Extracted text >>
/---

TL;DR
Frank DeCaire is a SciFi author with a degree in Computer Science and over three decades of software engineering experience. Frank lives in Salt Lake City, Utah, with his wife, who spends many summer days hiking trails in Utah and the surrounding states.
Frank spent six years of his youth in the U.S. Navy as an Electronics Technician and was stationed in Pearl Harbor on the U.S.S. Worden (CG-18).
Frank started writing books late in life, with his first published book in 2020. Most of his books are under the sci-fi genre, but there are some books in the Cozy Mystery genre under his pen name, Elliot Droit.
Do You Want To Know MORE?
Of course you do, otherwise, you’d hop off this page and move on…
The picture above is from 2017 when my wife and I hiked the trails at Bryce Canyon, Utah. Here are a few more recent photos of me as we hiked to 8,000 feet on Jacob’s Ladder trail:


I’m sure you want to know what it looks like from 8,000 feet up. Here’s my lovely wife looking off the mountain. That subdivision on the right-side of the picture is where our house is located, and the large lake in the background is Utah Lake:

That’s not even the top of Lone Peak (which is at an altitude of 11,260 feet. One day, we’re going to get there…
If you’d like to see places we’ve gone and hikes we made, you can go to my hiking blog at: hiking.frankdecaire.com.
Writing Career
I started writing around 2017 after stumbling upon an article from Craig Martelle. It was an interesting article that talked about publishing books as an indie author. In the article, he estimated how much he earned per day per book and decided he could live on $50,000 a year by producing 20 books. Like anyone who doesn’t have much writing knowledge, I thought to myself, “I can write a book!”
My wife told me to “Do it.” I mean, what did I have to lose? Well, as it turned out, writing a good book is way more difficult than I ever imagined. In fact, I struggled to write a full-length novel. From 2017 to 2019, I never made it past 33,000 words. Fortunately, I have a day job that pays an outstanding salary, so I really did have nothing to lose.

\---

Task to complete >>
From the author biography, print the passage that begins at the words "Frank started writing" and stops after "To Know MORE?".

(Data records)
/---

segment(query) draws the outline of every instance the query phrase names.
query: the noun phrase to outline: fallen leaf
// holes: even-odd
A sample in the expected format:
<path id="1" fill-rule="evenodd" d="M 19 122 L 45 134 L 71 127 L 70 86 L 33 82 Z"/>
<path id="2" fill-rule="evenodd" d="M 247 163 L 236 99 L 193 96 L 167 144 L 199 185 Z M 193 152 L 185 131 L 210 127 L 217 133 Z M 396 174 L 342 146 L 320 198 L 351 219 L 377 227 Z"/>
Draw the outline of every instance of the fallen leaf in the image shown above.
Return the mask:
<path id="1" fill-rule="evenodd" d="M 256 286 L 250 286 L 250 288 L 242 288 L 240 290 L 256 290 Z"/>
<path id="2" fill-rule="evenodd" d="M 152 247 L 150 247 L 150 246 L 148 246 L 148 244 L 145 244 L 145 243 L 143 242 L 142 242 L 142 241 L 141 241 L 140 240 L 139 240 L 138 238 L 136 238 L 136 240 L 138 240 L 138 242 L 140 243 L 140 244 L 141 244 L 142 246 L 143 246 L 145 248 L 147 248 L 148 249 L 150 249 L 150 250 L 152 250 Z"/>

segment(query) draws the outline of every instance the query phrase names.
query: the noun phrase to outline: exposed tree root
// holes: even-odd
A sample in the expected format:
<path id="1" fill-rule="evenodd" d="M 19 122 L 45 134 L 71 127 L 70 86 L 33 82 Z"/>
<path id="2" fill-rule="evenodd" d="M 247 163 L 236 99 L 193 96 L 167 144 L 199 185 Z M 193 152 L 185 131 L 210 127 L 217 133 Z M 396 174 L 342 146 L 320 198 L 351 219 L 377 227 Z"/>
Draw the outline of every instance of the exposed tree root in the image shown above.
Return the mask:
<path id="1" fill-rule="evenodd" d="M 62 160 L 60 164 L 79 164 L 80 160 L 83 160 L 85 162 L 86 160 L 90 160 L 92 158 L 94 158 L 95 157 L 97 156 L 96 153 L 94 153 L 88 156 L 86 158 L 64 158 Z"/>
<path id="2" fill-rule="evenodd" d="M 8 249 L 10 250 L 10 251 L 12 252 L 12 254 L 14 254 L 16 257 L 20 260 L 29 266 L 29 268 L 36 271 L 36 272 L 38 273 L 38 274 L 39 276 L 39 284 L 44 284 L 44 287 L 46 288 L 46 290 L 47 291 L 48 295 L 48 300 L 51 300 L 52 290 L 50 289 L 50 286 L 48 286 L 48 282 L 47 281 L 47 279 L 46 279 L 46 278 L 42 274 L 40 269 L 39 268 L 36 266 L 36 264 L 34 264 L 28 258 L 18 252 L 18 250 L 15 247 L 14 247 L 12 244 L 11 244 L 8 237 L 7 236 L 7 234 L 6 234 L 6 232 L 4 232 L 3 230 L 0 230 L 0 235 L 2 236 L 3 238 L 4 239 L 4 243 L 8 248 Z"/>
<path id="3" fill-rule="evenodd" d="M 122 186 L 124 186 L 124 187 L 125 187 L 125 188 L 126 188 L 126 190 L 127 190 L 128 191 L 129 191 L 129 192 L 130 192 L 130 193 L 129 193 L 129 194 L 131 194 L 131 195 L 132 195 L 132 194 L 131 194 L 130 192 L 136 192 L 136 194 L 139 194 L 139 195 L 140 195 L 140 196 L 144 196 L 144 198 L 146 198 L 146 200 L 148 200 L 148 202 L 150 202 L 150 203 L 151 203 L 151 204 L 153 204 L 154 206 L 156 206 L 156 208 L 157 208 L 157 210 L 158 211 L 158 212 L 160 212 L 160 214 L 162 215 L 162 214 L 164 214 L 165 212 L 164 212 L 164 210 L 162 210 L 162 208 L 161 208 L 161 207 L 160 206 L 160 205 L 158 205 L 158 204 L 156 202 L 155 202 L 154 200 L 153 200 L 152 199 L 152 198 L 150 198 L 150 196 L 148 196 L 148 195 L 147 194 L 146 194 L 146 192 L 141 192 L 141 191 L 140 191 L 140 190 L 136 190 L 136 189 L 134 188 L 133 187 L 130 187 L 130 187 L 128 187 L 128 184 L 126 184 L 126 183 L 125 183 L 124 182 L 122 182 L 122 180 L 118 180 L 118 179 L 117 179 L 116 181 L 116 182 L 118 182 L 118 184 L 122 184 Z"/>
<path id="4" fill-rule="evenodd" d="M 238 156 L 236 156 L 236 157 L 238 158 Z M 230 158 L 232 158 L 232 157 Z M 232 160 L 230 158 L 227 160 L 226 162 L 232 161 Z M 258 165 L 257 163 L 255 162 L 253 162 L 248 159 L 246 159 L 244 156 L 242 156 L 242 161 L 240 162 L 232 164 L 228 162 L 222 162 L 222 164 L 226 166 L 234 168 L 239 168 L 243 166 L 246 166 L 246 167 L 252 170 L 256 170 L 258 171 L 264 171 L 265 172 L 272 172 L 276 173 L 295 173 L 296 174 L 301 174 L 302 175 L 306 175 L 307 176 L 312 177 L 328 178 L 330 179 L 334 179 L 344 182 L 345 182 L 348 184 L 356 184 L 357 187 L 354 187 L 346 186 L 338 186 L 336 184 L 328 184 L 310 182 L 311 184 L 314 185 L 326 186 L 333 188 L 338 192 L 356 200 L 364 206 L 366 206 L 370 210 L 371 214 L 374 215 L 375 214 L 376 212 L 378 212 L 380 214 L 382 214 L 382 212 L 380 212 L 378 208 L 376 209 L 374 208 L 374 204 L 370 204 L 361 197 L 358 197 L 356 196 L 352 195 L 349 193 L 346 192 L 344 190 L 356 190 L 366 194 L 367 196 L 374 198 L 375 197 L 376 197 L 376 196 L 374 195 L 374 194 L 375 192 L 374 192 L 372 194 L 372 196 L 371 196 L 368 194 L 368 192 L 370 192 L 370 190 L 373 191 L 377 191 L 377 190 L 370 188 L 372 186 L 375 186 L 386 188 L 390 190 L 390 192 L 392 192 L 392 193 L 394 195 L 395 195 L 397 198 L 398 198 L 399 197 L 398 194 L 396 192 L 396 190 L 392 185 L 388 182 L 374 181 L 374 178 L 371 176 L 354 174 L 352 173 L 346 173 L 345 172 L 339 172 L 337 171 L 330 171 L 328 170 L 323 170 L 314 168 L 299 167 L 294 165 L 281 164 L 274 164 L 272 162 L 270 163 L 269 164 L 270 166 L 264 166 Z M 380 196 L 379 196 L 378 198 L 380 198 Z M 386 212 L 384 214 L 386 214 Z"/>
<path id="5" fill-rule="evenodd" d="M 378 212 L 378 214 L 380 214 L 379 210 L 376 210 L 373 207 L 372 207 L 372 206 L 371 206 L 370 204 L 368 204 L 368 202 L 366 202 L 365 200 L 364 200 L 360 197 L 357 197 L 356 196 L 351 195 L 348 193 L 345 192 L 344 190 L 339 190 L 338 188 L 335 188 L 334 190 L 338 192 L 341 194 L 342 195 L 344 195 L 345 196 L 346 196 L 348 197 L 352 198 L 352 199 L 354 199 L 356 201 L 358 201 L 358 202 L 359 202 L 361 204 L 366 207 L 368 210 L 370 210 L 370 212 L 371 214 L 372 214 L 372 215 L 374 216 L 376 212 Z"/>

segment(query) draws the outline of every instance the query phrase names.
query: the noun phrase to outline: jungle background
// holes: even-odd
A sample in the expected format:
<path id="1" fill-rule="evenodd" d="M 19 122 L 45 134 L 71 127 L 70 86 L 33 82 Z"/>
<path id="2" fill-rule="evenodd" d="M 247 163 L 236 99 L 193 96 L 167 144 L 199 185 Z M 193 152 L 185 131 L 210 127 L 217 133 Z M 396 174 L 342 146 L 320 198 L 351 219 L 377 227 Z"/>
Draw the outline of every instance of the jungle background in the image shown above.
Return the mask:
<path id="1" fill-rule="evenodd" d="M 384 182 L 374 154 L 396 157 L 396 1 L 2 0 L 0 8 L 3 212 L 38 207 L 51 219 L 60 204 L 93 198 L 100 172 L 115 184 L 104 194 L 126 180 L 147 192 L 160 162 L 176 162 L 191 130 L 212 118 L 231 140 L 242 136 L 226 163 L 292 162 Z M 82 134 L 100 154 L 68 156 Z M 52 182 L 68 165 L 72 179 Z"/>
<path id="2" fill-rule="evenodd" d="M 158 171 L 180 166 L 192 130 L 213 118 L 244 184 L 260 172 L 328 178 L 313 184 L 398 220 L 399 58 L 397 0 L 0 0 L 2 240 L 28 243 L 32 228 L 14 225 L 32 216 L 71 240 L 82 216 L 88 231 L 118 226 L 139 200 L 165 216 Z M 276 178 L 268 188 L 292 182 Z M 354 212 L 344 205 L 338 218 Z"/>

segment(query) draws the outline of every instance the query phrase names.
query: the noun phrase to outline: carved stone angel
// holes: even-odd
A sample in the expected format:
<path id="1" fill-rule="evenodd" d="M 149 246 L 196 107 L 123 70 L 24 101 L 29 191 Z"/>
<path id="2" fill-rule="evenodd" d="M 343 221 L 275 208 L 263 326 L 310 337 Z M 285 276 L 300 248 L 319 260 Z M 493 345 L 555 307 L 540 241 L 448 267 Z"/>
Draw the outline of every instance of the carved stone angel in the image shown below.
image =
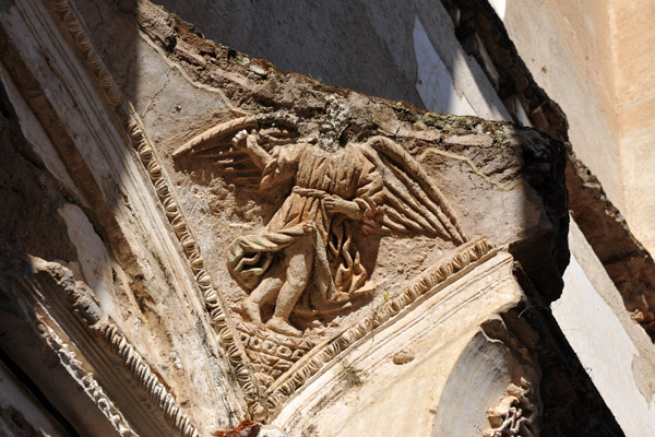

\---

Response to this exercise >>
Frank started writing books late in life, with his first published book in 2020. Most of his books are under the sci-fi genre, but there are some books in the Cozy Mystery genre under his pen name, Elliot Droit.
Do You Want To Know MORE?